start
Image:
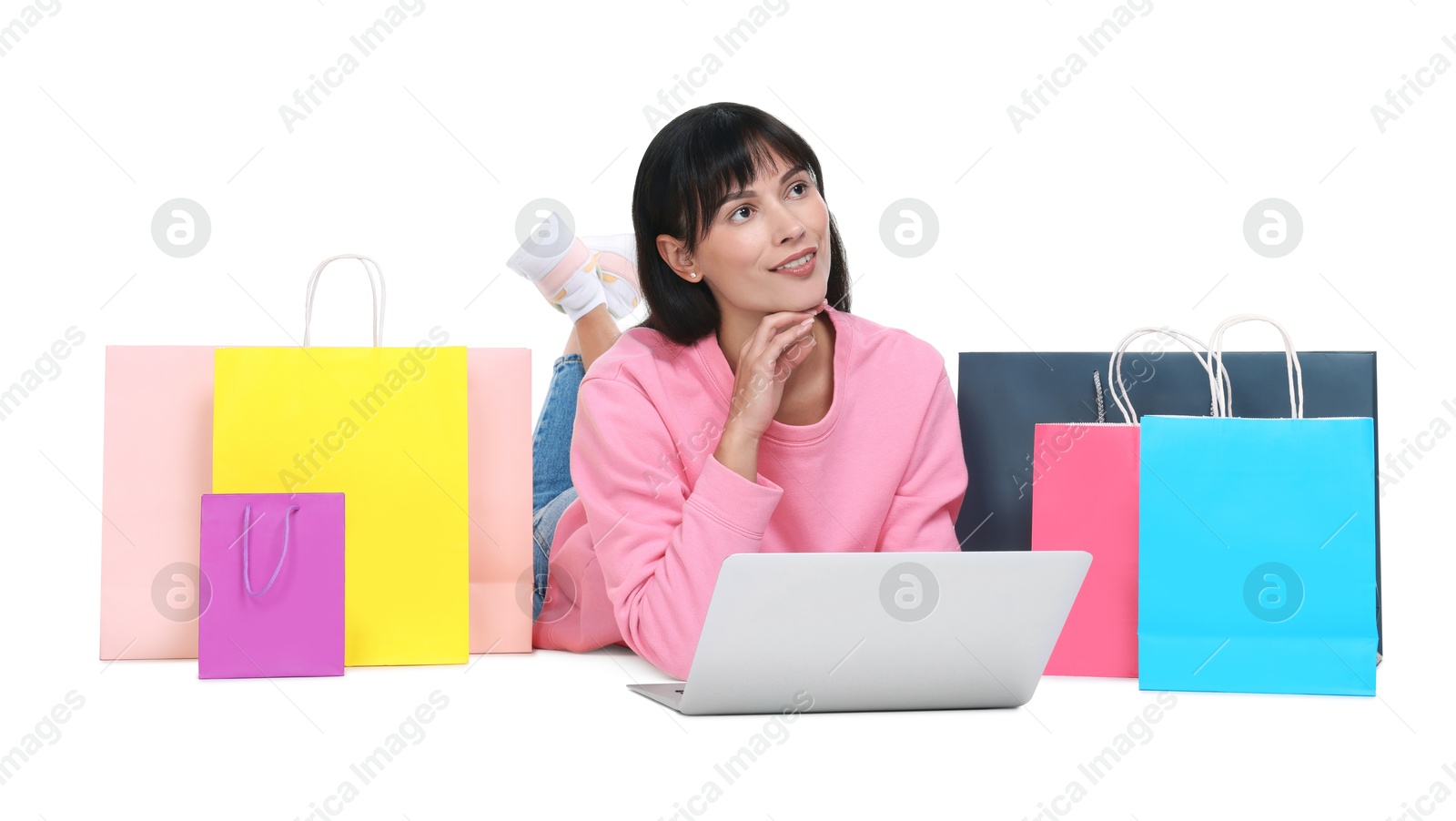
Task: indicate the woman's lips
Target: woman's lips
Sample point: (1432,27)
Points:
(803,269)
end
start
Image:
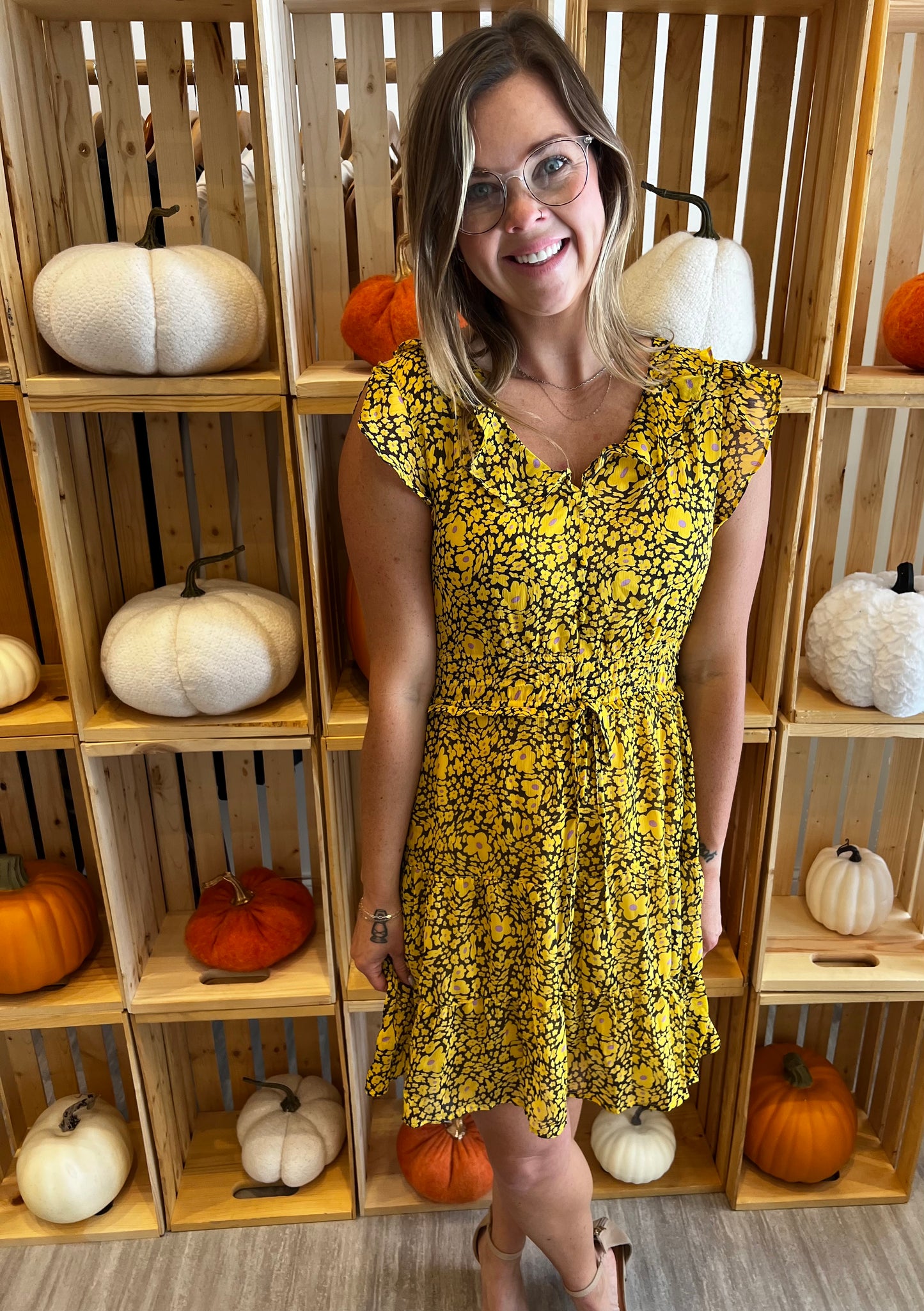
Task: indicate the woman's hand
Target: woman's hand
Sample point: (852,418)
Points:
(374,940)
end
Please report every line of the records that contains the string "Target", copying each such line in full. Case counts.

● **SOLUTION TO THIS TASK**:
Target: woman's lips
Target: woman's hand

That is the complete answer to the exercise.